* [What you have to do] Rewrite every line from the one containing "Object detection annotation — target class is white field" through the end of the lines, keeping the wording of each line unchanged. Multiply every bounding-box coordinate by 0.95 and round the result to a whole number, rounding halves up.
══ Dataset rows
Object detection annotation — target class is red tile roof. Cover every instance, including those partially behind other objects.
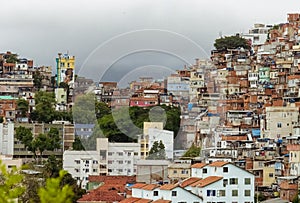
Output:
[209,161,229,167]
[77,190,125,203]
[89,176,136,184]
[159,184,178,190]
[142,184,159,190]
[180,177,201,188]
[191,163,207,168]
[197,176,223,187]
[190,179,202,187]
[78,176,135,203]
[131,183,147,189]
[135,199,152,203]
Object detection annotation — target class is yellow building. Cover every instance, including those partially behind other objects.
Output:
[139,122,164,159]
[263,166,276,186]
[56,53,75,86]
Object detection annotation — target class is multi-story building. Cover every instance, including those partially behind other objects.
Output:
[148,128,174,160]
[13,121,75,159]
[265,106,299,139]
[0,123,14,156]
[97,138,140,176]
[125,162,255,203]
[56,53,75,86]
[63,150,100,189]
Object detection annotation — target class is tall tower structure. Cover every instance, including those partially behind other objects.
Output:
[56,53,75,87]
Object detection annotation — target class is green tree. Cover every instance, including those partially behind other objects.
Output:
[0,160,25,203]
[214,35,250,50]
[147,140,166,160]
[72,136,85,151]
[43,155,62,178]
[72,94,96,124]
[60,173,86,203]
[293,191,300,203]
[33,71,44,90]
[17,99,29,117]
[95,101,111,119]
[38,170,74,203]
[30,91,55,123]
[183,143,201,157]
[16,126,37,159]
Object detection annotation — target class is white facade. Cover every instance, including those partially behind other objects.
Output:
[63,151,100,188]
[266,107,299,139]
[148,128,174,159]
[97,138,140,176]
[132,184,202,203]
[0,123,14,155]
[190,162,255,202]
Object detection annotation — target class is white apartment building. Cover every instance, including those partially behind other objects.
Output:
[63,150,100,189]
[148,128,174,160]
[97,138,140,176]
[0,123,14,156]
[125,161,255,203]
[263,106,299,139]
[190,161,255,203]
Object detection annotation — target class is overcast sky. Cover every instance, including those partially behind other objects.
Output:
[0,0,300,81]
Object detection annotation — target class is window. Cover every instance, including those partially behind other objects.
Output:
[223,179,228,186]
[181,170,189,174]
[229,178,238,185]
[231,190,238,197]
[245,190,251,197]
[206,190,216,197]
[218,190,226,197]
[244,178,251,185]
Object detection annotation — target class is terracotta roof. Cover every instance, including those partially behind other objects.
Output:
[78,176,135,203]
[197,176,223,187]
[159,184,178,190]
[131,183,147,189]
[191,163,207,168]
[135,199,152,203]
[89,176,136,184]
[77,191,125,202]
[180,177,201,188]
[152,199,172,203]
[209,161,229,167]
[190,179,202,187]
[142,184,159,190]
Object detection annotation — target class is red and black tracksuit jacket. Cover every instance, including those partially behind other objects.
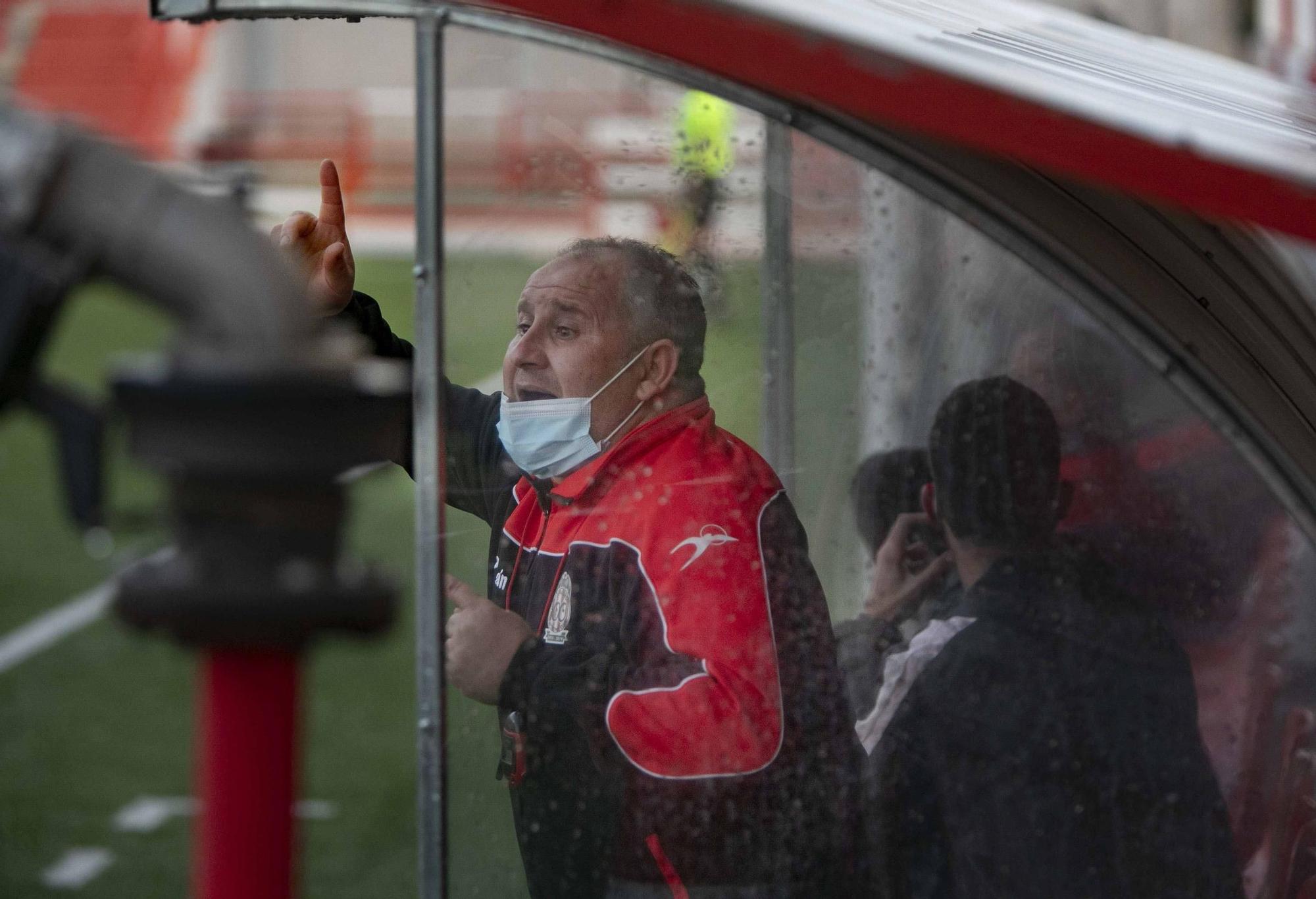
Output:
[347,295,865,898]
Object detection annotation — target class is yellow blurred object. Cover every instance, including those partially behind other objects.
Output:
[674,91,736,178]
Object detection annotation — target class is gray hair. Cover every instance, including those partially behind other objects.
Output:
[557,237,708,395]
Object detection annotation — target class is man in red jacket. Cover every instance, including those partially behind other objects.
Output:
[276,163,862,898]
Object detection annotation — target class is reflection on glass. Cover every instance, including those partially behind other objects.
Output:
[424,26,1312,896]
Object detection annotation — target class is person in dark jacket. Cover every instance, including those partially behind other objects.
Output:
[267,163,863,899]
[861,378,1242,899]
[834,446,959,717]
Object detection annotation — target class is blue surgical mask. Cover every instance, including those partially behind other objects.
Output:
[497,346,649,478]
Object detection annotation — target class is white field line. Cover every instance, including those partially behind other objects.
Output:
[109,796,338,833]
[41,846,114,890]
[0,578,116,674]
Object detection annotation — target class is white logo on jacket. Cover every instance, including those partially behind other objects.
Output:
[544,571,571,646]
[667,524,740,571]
════
* [Task output]
Object detection annotation — target class is white field line. Cover every instance, including those partially behind other objects.
Output:
[104,756,321,791]
[39,804,108,846]
[0,549,110,640]
Object detection annotation — target class is white logo on jacket. Cover every instance, including those partially behind other objects.
Output:
[517,542,542,614]
[634,498,703,542]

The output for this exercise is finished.